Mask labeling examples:

____________

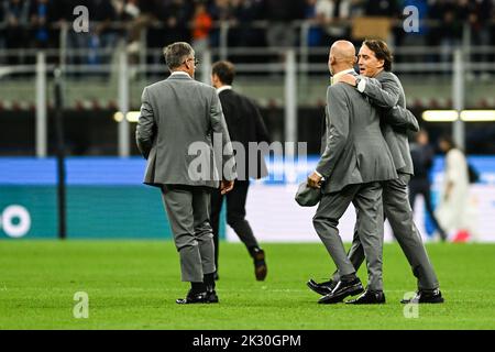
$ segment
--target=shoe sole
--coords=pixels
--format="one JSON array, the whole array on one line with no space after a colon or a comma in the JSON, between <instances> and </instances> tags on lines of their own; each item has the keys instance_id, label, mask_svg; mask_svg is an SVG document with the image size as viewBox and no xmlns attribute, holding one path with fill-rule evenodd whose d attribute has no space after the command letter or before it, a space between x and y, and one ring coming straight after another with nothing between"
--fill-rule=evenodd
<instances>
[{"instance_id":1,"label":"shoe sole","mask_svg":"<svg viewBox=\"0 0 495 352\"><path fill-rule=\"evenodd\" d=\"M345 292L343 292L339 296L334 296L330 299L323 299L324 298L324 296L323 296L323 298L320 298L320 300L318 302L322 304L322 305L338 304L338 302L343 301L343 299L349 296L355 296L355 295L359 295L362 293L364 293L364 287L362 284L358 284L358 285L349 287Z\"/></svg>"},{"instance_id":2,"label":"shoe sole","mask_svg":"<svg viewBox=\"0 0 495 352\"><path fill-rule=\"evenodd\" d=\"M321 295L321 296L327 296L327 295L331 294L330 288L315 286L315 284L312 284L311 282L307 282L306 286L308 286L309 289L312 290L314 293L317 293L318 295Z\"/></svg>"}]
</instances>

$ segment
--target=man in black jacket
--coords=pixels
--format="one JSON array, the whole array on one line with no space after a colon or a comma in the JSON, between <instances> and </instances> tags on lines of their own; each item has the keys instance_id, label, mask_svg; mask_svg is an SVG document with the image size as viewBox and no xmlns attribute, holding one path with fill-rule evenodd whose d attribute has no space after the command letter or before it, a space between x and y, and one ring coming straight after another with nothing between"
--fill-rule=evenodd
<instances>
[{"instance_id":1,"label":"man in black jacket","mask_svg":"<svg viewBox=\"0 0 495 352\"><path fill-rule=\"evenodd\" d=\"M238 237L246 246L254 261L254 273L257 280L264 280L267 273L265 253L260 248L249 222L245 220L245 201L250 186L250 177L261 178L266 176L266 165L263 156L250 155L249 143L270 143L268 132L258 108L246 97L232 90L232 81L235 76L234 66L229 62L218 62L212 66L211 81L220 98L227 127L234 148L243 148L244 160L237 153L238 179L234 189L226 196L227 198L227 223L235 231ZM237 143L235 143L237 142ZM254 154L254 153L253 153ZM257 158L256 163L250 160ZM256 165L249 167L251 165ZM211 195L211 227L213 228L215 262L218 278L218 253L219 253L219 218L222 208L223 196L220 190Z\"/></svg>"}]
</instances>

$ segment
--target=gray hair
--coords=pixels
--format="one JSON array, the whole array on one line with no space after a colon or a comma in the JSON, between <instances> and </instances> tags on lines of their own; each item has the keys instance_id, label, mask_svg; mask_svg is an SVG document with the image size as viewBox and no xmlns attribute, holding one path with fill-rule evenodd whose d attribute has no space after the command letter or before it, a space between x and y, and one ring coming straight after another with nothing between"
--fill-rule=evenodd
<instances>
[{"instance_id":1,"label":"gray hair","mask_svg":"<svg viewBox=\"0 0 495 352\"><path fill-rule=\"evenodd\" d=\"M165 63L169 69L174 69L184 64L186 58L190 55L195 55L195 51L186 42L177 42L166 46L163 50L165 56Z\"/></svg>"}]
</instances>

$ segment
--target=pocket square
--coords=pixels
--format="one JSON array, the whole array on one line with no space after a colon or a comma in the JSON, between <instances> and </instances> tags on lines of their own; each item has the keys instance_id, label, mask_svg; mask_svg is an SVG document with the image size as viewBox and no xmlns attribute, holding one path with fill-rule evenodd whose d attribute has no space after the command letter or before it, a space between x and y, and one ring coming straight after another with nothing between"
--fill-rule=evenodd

____________

◆ Set problem ◆
Your copy of the data above should match it exactly, except that pictures are left out.

◆ The result ◆
$ segment
--target=shoe sole
--coords=pixels
--format="one JSON array, the whole array on one line with no space after a colon or a comma in the JSON, between <instances> and </instances> tags on lines of their own; each item has the keys instance_id, label, mask_svg; mask_svg is an SVG document with the image size as viewBox and no xmlns attribute, holding one path with fill-rule evenodd whose d attribute has no space after the command letter or before it, a space between x and y, and one ring coming straight after another with nothing between"
--fill-rule=evenodd
<instances>
[{"instance_id":1,"label":"shoe sole","mask_svg":"<svg viewBox=\"0 0 495 352\"><path fill-rule=\"evenodd\" d=\"M345 292L343 292L339 296L334 296L330 299L323 299L324 298L324 296L323 296L323 298L320 298L320 300L318 302L322 304L322 305L338 304L338 302L343 301L343 299L349 296L355 296L355 295L359 295L362 293L364 293L364 287L362 284L358 284L358 285L349 287Z\"/></svg>"},{"instance_id":2,"label":"shoe sole","mask_svg":"<svg viewBox=\"0 0 495 352\"><path fill-rule=\"evenodd\" d=\"M321 295L321 296L327 296L327 295L331 294L330 288L315 286L315 284L312 284L311 282L307 282L306 286L308 286L309 289L312 290L314 293L317 293L318 295Z\"/></svg>"}]
</instances>

$ segment
--target=man in black jacket
--coords=pixels
--format="one JSON array, the whole array on one line with no space after a colon or a comma in the JSON, between <instances> and </instances> tags on lines of their own; each item has the keys instance_id, label, mask_svg; mask_svg is an SVG document with the image size as viewBox and no xmlns attribute, holding one path with fill-rule evenodd whose d attribute has no space after the command letter or before it, a space between x and y, and one ring coming straight after another with nothing between"
--fill-rule=evenodd
<instances>
[{"instance_id":1,"label":"man in black jacket","mask_svg":"<svg viewBox=\"0 0 495 352\"><path fill-rule=\"evenodd\" d=\"M238 237L246 246L254 261L254 273L257 280L264 280L267 273L265 253L260 248L249 222L245 220L245 201L250 186L250 177L261 178L266 176L266 165L263 156L250 155L249 143L270 143L268 132L258 108L246 97L232 90L232 81L235 76L234 66L229 62L218 62L212 66L211 81L220 98L227 127L234 148L243 148L244 160L237 153L238 179L234 189L226 196L227 198L227 223L235 231ZM237 143L235 143L237 142ZM254 154L254 153L253 153ZM257 158L256 163L250 160ZM256 165L249 167L251 165ZM211 195L211 227L213 228L215 262L218 278L218 253L219 253L219 218L222 208L223 196L220 190Z\"/></svg>"}]
</instances>

$ segment
--target=gray hair
--coords=pixels
--format="one JSON array, the whole array on one line with no space after a colon or a comma in the JSON, between <instances> and </instances> tags on lines of their own; each item has the keys instance_id, label, mask_svg; mask_svg is an SVG document with the image size as viewBox and no xmlns attribute, holding one path with fill-rule evenodd whose d attribute has no space after the command letter or before it, a space between x and y, and one ring coming straight after another with nothing between"
--fill-rule=evenodd
<instances>
[{"instance_id":1,"label":"gray hair","mask_svg":"<svg viewBox=\"0 0 495 352\"><path fill-rule=\"evenodd\" d=\"M165 63L169 69L174 69L184 64L186 58L190 55L195 55L195 51L186 42L177 42L166 46L163 50L165 56Z\"/></svg>"}]
</instances>

$ segment
--target=pocket square
--coords=pixels
--format="one JSON array, the whole array on one line with no space after a colon or a comma in the JSON, between <instances> and </instances> tags on lines of their own; each item has the keys instance_id, label, mask_svg; mask_svg is an SVG document with the image size as viewBox and no xmlns attribute, holding one path with fill-rule evenodd whose d attribute has no space after the command letter or before it, a space between x and y, and one ring coming straight after another with nothing between"
--fill-rule=evenodd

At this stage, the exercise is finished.